= Actividades =
1) Según el texto sobre los delfines, ¿adónde enviaron a Rocky tras separarlo de Mary?
2) Resume en dos oraciones el texto sobre los delfines.
3) Devuelve el tramo del texto sobre los delfines que va desde "Hoy nos solidarizamos" hasta "esclavas para sonreír.".

= Texto de partida =
Pero no sólo la captura del océano supone el robo de la libertad. También los nacimientos en delfinarios condenan a la separación y la privación. En 1997 Mary tuvo una cría a la que se bautizó como Rocky. Tras un año de gestación y poco tiempo de convivencia, Mary fue separada de su bebé, que fue enviado a un parque de la cadena Marineland en Francia. Lo mismo sucedió con su siguiente hijo, Romeo, nacido esclavo en 2009. Romeo y Rumbo, hijo de Mancha, fueron fruto de un acuerdo de intercambio por el cual harían hueco a un nuevo “macho alfa” que nunca llegó. Según el Director Biológico de Parques Reunidos, separar a Rumbo y Romeo de sus madres suponía “el restablecimiento de unas relaciones sociales adecuadas en el grupo”. Rumbo y Romeo no habían cumplido los dos años. En la naturaleza, las crías tardan entre 3 y 6 años en separarse del lado de sus progenitoras. Así es como Parques Reunidos educa sobre la naturaleza. Imaginamos, por lo que sabemos de los delfines, que aquel día de febrero de 2011 permanece en la memoria de Mancha y Mary, que recordarán cómo fueron llevadas al tanque de manejo junto a sus hijos para que éstos fueran sacados de la piscina, cubiertos en lanolina y transportados por carretera a una nueva prisión.
Mancha también había sido separada de Dam, nacido en 1999, y de Zeus, nacido en 2004. Guarina y su hija Naia, nacida en Madrid en 2005, corrieron la misma suerte. Si lo recuerda, Guarina probablemente temerá que vuelva a ocurrir con Ringo e Iruka, las dos crías que ahora nadan junto a ella. Y probablemente ocurra, de una forma u otra. Y ocurrirá con Blu, el último hijo de Mancha. Y con Noa, la primera hija de Lala. Y con Ringo, el último hijo de Mary. Permanecerán en Madrid mientras sean rentables, mientras sirvan para cubrir el cupo y llenar las gradas, hasta que llegue la hora de cumplir el próximo acuerdo de intercambio firmado en alguna importantísima reunión ejecutiva de las múltiples organizaciones-tapadera y programas de reproducción e intercambio que los zoos y acuarios han fundado para perpetuar su impunidad. Véase la EAZA, la WAZA, la AIZA, los programas EEP o ESB… Siglas y más siglas detrás de vidas y más vidas arrebatadas y destruidas.
Hoy nos solidarizamos y luchamos por Mary, Mancha, Lala, Guarina, Einyel, Loren, Noa, Iruka, Lennon, Ringo y Blu, secuestrados ahora mismo en el Zoo Aquarium de Madrid. Por las hijas, hermanas y compañeras que han visto nacer, morir y marchar. Por los cautivos en todo el mundo saltando al sonido de un silbato para sacar una sonrisa ignorante. Por aquellas a quienes nunca veremos, porque seguirán saltando libres contra las olas.
Por sonreír sabiendo que son libres, aunque nunca las veamos, en lugar de verlas esclavas para sonreír.

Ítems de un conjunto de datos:
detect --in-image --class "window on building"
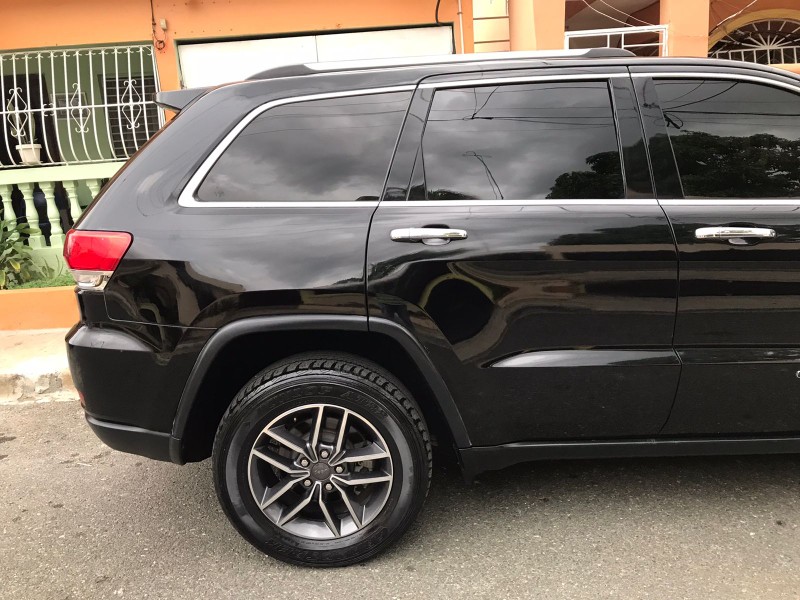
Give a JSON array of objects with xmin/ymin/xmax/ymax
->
[
  {"xmin": 655, "ymin": 79, "xmax": 800, "ymax": 198},
  {"xmin": 197, "ymin": 92, "xmax": 411, "ymax": 202},
  {"xmin": 412, "ymin": 81, "xmax": 624, "ymax": 200},
  {"xmin": 98, "ymin": 74, "xmax": 160, "ymax": 159}
]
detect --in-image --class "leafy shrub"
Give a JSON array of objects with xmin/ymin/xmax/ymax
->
[
  {"xmin": 8, "ymin": 273, "xmax": 75, "ymax": 290},
  {"xmin": 0, "ymin": 220, "xmax": 42, "ymax": 290}
]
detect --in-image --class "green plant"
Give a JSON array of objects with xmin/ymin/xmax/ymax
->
[
  {"xmin": 8, "ymin": 273, "xmax": 75, "ymax": 290},
  {"xmin": 0, "ymin": 220, "xmax": 41, "ymax": 290}
]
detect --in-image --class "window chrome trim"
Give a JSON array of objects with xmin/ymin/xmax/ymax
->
[
  {"xmin": 178, "ymin": 85, "xmax": 416, "ymax": 208},
  {"xmin": 631, "ymin": 71, "xmax": 800, "ymax": 93},
  {"xmin": 419, "ymin": 72, "xmax": 630, "ymax": 90},
  {"xmin": 381, "ymin": 198, "xmax": 658, "ymax": 208},
  {"xmin": 658, "ymin": 197, "xmax": 800, "ymax": 207}
]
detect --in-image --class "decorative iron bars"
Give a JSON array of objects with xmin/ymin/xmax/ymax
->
[
  {"xmin": 0, "ymin": 44, "xmax": 164, "ymax": 169},
  {"xmin": 564, "ymin": 25, "xmax": 668, "ymax": 56},
  {"xmin": 708, "ymin": 19, "xmax": 800, "ymax": 65}
]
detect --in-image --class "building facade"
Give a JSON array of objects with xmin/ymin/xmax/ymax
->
[{"xmin": 0, "ymin": 0, "xmax": 800, "ymax": 262}]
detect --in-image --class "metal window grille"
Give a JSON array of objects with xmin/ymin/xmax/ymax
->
[
  {"xmin": 564, "ymin": 25, "xmax": 668, "ymax": 56},
  {"xmin": 0, "ymin": 44, "xmax": 164, "ymax": 169},
  {"xmin": 708, "ymin": 19, "xmax": 800, "ymax": 65}
]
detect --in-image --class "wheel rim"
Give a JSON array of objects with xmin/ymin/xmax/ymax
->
[{"xmin": 247, "ymin": 404, "xmax": 393, "ymax": 539}]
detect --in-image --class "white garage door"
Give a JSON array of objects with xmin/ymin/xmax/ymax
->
[{"xmin": 178, "ymin": 26, "xmax": 453, "ymax": 87}]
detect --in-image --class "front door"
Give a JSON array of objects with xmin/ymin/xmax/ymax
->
[
  {"xmin": 367, "ymin": 67, "xmax": 680, "ymax": 446},
  {"xmin": 637, "ymin": 69, "xmax": 800, "ymax": 435}
]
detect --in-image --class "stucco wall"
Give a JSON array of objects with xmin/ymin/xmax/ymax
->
[{"xmin": 0, "ymin": 0, "xmax": 473, "ymax": 90}]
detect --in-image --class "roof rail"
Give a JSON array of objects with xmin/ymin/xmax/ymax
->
[{"xmin": 248, "ymin": 48, "xmax": 636, "ymax": 79}]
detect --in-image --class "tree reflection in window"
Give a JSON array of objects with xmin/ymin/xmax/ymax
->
[{"xmin": 656, "ymin": 79, "xmax": 800, "ymax": 198}]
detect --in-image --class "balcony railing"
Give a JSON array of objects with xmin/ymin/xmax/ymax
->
[
  {"xmin": 0, "ymin": 44, "xmax": 164, "ymax": 169},
  {"xmin": 0, "ymin": 162, "xmax": 125, "ymax": 269},
  {"xmin": 564, "ymin": 25, "xmax": 668, "ymax": 56}
]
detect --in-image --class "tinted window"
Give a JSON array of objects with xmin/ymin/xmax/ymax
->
[
  {"xmin": 422, "ymin": 81, "xmax": 624, "ymax": 200},
  {"xmin": 197, "ymin": 92, "xmax": 411, "ymax": 202},
  {"xmin": 656, "ymin": 79, "xmax": 800, "ymax": 198}
]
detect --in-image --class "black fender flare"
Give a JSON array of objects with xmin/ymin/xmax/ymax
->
[{"xmin": 169, "ymin": 315, "xmax": 471, "ymax": 464}]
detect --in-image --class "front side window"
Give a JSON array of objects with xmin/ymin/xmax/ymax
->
[
  {"xmin": 197, "ymin": 92, "xmax": 411, "ymax": 202},
  {"xmin": 412, "ymin": 81, "xmax": 624, "ymax": 200},
  {"xmin": 655, "ymin": 79, "xmax": 800, "ymax": 198}
]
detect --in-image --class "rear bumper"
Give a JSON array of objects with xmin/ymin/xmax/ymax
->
[
  {"xmin": 86, "ymin": 414, "xmax": 179, "ymax": 462},
  {"xmin": 66, "ymin": 324, "xmax": 203, "ymax": 464}
]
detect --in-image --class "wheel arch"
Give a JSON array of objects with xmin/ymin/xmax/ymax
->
[{"xmin": 170, "ymin": 315, "xmax": 471, "ymax": 464}]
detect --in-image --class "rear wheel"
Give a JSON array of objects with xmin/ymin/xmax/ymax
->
[{"xmin": 213, "ymin": 355, "xmax": 431, "ymax": 566}]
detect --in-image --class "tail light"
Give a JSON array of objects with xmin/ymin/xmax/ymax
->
[{"xmin": 64, "ymin": 229, "xmax": 133, "ymax": 290}]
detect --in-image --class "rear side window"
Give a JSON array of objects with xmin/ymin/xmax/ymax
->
[
  {"xmin": 655, "ymin": 79, "xmax": 800, "ymax": 198},
  {"xmin": 197, "ymin": 92, "xmax": 411, "ymax": 202},
  {"xmin": 412, "ymin": 81, "xmax": 624, "ymax": 200}
]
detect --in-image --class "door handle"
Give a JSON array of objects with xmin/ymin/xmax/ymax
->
[
  {"xmin": 694, "ymin": 227, "xmax": 775, "ymax": 243},
  {"xmin": 391, "ymin": 227, "xmax": 467, "ymax": 246}
]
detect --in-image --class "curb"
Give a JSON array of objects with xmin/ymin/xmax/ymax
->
[{"xmin": 0, "ymin": 369, "xmax": 78, "ymax": 404}]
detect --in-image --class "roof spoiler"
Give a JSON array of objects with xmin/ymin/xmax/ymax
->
[{"xmin": 156, "ymin": 87, "xmax": 211, "ymax": 112}]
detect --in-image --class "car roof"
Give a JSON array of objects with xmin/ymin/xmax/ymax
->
[{"xmin": 156, "ymin": 48, "xmax": 800, "ymax": 112}]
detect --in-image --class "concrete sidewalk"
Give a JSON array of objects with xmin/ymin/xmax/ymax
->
[{"xmin": 0, "ymin": 329, "xmax": 76, "ymax": 404}]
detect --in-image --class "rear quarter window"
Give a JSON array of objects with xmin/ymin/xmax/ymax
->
[{"xmin": 196, "ymin": 92, "xmax": 411, "ymax": 203}]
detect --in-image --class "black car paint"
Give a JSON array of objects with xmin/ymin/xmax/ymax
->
[{"xmin": 68, "ymin": 59, "xmax": 800, "ymax": 474}]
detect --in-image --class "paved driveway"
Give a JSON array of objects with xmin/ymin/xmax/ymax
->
[{"xmin": 0, "ymin": 402, "xmax": 800, "ymax": 600}]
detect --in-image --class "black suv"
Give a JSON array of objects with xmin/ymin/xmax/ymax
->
[{"xmin": 65, "ymin": 50, "xmax": 800, "ymax": 566}]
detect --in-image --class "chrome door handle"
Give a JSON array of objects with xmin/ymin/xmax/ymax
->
[
  {"xmin": 694, "ymin": 227, "xmax": 775, "ymax": 240},
  {"xmin": 391, "ymin": 227, "xmax": 467, "ymax": 246}
]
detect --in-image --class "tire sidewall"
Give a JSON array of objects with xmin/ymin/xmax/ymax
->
[{"xmin": 214, "ymin": 370, "xmax": 428, "ymax": 565}]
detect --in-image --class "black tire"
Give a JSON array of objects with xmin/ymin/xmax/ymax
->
[{"xmin": 212, "ymin": 354, "xmax": 432, "ymax": 567}]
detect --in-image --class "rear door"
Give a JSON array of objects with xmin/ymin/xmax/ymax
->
[
  {"xmin": 367, "ymin": 67, "xmax": 679, "ymax": 445},
  {"xmin": 634, "ymin": 67, "xmax": 800, "ymax": 435}
]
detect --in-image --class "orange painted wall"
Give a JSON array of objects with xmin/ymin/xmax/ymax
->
[
  {"xmin": 0, "ymin": 0, "xmax": 473, "ymax": 90},
  {"xmin": 0, "ymin": 287, "xmax": 80, "ymax": 330}
]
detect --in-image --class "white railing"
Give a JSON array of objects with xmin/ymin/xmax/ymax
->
[
  {"xmin": 0, "ymin": 161, "xmax": 125, "ymax": 258},
  {"xmin": 564, "ymin": 25, "xmax": 668, "ymax": 56},
  {"xmin": 0, "ymin": 44, "xmax": 164, "ymax": 169}
]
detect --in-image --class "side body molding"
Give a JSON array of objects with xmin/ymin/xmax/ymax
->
[{"xmin": 169, "ymin": 315, "xmax": 470, "ymax": 464}]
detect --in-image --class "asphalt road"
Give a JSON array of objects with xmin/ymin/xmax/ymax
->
[{"xmin": 0, "ymin": 402, "xmax": 800, "ymax": 600}]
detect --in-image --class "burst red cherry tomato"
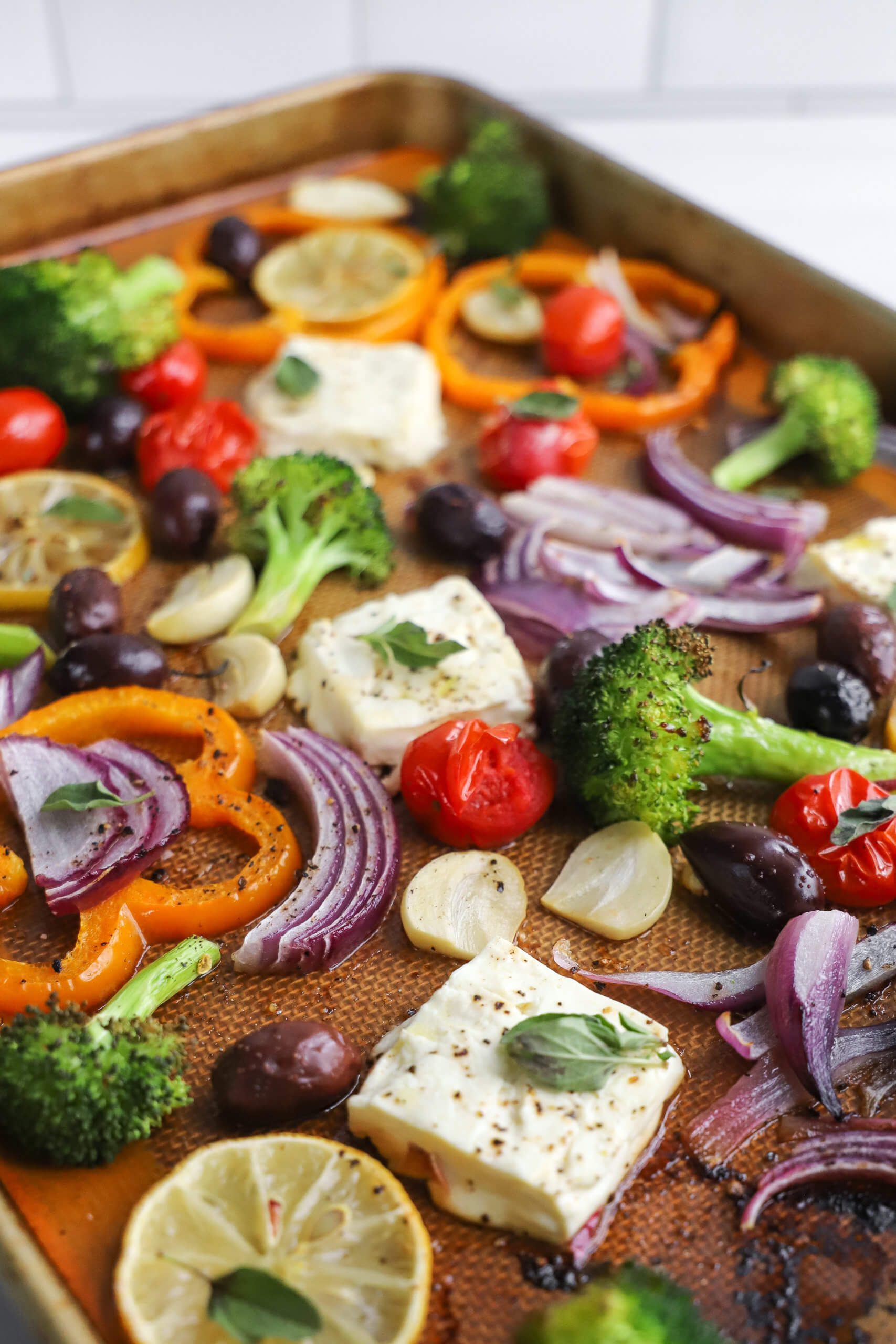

= Resultados =
1) A un parque de la cadena Marineland en Francia.

2) El texto denuncia que en los delfinarios las crías son separadas de sus madres, como Rocky, Romeo y Rumbo; estos dos últimos no habían cumplido los dos años, mientras que en la naturaleza las crías tardan entre 3 y 6 años en separarse. Además, critica los acuerdos de intercambio entre zoos y acuarios y se solidariza con los delfines retenidos en el Zoo Aquarium de Madrid.

3)
Hoy nos solidarizamos y luchamos por Mary, Mancha, Lala, Guarina, Einyel, Loren, Noa, Iruka, Lennon, Ringo y Blu, secuestrados ahora mismo en el Zoo Aquarium de Madrid. Por las hijas, hermanas y compañeras que han visto nacer, morir y marchar. Por los cautivos en todo el mundo saltando al sonido de un silbato para sacar una sonrisa ignorante. Por aquellas a quienes nunca veremos, porque seguirán saltando libres contra las olas.
Por sonreír sabiendo que son libres, aunque nunca las veamos, en lugar de verlas esclavas para sonreír.